Point-per-instance localization data
◇ ◇ ◇ ◇

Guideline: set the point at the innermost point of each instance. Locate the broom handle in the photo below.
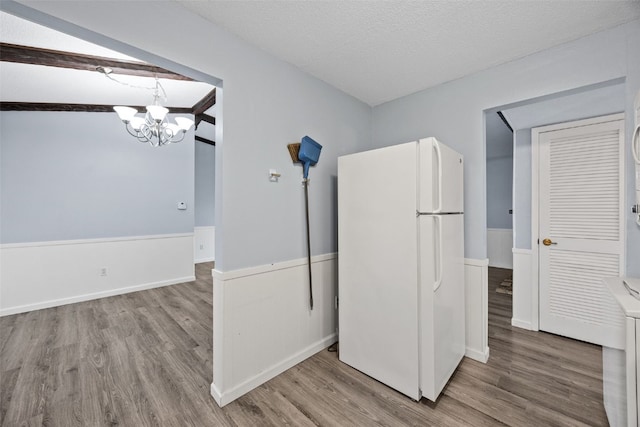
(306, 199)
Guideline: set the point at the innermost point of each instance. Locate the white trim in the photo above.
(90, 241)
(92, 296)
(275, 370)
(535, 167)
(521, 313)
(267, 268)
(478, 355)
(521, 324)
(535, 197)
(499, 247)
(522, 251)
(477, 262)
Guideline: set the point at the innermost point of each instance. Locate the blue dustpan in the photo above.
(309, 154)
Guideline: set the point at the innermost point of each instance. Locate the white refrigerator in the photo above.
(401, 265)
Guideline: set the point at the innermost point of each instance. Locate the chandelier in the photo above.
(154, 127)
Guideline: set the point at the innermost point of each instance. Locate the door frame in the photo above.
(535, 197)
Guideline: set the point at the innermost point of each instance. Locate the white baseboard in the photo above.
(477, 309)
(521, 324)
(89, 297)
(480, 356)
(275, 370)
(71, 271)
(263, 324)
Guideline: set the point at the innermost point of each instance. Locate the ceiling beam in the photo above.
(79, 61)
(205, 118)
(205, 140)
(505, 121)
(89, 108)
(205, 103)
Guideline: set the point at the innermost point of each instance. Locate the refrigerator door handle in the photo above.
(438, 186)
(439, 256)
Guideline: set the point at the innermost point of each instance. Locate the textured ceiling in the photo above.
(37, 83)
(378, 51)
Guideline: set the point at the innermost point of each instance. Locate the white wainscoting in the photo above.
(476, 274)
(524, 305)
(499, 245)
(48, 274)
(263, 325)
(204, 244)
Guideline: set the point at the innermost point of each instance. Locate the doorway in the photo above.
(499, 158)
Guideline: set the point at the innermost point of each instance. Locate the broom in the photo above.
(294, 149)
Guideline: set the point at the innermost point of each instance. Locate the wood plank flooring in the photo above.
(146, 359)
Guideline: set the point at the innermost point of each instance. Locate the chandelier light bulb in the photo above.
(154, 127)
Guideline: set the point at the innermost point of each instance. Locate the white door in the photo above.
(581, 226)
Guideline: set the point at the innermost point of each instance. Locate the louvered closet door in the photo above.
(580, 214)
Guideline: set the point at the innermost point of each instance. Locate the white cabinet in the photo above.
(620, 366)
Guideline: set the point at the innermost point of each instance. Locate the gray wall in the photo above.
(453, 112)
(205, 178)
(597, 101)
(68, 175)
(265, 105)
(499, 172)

◇ ◇ ◇ ◇

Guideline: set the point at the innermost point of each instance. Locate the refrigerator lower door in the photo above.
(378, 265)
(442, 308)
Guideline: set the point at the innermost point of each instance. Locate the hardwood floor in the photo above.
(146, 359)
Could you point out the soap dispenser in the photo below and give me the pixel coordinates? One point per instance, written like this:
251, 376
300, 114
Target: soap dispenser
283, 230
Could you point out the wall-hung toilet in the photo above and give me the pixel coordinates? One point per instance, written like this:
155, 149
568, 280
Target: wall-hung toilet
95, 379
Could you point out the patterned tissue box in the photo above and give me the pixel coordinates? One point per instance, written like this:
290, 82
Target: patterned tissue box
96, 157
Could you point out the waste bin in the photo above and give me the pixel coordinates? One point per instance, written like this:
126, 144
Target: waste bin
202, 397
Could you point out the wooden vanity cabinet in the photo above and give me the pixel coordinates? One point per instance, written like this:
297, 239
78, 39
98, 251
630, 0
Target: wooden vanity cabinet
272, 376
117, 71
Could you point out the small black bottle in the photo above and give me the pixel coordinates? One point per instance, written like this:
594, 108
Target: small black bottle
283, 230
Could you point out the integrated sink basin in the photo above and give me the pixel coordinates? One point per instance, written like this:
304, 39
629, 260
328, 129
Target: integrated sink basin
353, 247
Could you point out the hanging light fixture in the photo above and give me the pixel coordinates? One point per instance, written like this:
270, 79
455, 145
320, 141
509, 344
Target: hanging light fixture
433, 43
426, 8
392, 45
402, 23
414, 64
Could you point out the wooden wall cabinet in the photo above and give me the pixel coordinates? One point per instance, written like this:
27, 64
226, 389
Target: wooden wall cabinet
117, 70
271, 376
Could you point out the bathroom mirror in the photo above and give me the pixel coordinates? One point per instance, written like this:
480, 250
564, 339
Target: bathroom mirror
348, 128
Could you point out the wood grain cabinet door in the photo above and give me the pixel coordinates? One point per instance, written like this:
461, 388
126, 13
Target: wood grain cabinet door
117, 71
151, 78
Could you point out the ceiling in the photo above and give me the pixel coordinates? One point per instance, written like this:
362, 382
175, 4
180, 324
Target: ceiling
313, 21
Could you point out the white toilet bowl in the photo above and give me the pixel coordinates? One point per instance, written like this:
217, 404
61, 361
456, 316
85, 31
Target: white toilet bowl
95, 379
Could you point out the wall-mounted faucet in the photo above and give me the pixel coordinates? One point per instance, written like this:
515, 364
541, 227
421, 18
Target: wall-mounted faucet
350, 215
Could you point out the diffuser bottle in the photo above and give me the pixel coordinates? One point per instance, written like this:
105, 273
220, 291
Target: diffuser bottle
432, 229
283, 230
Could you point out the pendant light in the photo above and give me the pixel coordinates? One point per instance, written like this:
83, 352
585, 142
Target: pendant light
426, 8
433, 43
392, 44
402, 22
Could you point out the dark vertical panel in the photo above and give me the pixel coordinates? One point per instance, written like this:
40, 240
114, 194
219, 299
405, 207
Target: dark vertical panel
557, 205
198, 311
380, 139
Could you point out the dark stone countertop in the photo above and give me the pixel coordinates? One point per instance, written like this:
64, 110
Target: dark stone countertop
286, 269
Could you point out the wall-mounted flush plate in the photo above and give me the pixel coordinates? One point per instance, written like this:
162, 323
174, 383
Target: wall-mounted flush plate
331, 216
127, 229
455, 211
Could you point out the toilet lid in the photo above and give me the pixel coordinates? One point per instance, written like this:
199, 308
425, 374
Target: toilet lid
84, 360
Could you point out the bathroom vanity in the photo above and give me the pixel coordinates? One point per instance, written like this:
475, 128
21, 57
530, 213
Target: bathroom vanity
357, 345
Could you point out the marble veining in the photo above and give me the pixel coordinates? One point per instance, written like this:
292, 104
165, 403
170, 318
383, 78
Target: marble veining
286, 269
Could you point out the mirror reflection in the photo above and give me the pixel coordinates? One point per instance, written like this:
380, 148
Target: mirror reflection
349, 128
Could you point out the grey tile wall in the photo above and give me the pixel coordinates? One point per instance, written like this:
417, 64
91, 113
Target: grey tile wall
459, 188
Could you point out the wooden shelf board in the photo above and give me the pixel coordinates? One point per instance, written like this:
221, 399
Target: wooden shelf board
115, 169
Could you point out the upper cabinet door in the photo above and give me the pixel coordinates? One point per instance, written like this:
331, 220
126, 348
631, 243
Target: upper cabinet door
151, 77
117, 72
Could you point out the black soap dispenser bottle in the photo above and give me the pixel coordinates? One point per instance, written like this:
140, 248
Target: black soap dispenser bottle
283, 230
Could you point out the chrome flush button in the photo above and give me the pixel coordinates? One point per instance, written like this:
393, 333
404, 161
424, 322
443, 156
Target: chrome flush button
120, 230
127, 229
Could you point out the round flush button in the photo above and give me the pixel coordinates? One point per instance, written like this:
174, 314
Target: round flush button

◇ ◇ ◇ ◇

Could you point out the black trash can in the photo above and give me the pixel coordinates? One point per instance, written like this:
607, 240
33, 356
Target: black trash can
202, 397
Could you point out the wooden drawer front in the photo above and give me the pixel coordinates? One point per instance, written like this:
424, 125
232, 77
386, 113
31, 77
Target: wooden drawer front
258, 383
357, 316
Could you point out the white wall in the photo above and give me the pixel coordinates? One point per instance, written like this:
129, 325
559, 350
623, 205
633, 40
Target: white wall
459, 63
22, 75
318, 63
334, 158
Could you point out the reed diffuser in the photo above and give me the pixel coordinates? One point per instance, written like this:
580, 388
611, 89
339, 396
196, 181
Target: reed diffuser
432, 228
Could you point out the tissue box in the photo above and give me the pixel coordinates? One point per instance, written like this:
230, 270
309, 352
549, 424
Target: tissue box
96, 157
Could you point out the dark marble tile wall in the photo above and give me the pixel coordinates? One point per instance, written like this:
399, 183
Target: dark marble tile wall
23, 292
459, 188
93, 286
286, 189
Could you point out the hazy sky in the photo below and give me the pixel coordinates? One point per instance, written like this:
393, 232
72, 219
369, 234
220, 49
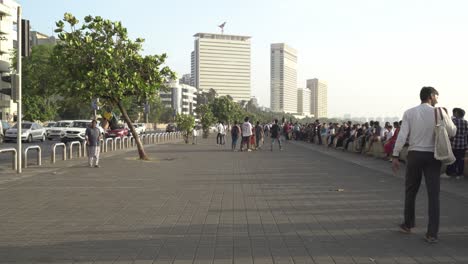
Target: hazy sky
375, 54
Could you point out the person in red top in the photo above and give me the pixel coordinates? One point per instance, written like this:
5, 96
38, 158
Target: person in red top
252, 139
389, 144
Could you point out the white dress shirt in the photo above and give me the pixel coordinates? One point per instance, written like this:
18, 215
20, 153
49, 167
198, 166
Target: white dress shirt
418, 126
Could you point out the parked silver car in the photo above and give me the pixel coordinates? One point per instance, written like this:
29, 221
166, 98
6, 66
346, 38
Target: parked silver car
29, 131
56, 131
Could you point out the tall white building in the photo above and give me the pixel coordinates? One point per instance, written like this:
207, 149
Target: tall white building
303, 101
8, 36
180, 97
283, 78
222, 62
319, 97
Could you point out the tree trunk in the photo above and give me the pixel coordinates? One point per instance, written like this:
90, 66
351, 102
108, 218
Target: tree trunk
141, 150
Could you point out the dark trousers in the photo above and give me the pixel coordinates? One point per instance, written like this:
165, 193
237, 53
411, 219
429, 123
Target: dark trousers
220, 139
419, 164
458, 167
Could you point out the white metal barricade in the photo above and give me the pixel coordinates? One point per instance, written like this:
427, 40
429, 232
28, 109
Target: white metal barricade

◇ ◇ ◇ ◇

» Exercise: Return the span of lines in the data above that opens at the line with "Target: person in red top" and closes at the line with "Target: white metal barricade", exactly, ends included, nothing else.

» Answer box:
Target: person in red top
252, 139
389, 144
Could you point out the white dress shirt in the photo above and give me the pixel coordinates? One point per instance, written like this:
18, 215
20, 153
49, 167
198, 166
Target: white dress shirt
418, 126
Could you point out the parked silver car in the photo above and give me the pixel coordinates? One point per instance, written like this:
29, 221
166, 98
6, 66
346, 38
Target: parked silver car
29, 131
56, 131
Could you point out the tall white building in the photo above and give me the pixel coordinates? One point per instance, written like this:
207, 149
Target: tall white building
303, 101
8, 36
180, 97
283, 78
222, 62
319, 97
Could you point out the tree trunk in the photo above and give me the pixel coordinates? One point per instance, written like this:
90, 66
351, 102
108, 218
Target: tree trunk
141, 150
Could you point out the dark trousers in the photo above and give me the pixel coordinates? One point per instance, written like this:
165, 193
237, 53
411, 219
429, 123
Target: dark trousers
220, 139
419, 164
458, 167
Could you point out the white metal barricade in the photo above and give me the pixel coordinates? One point per instance, written like this:
427, 40
429, 232
28, 109
Target: white metal barricade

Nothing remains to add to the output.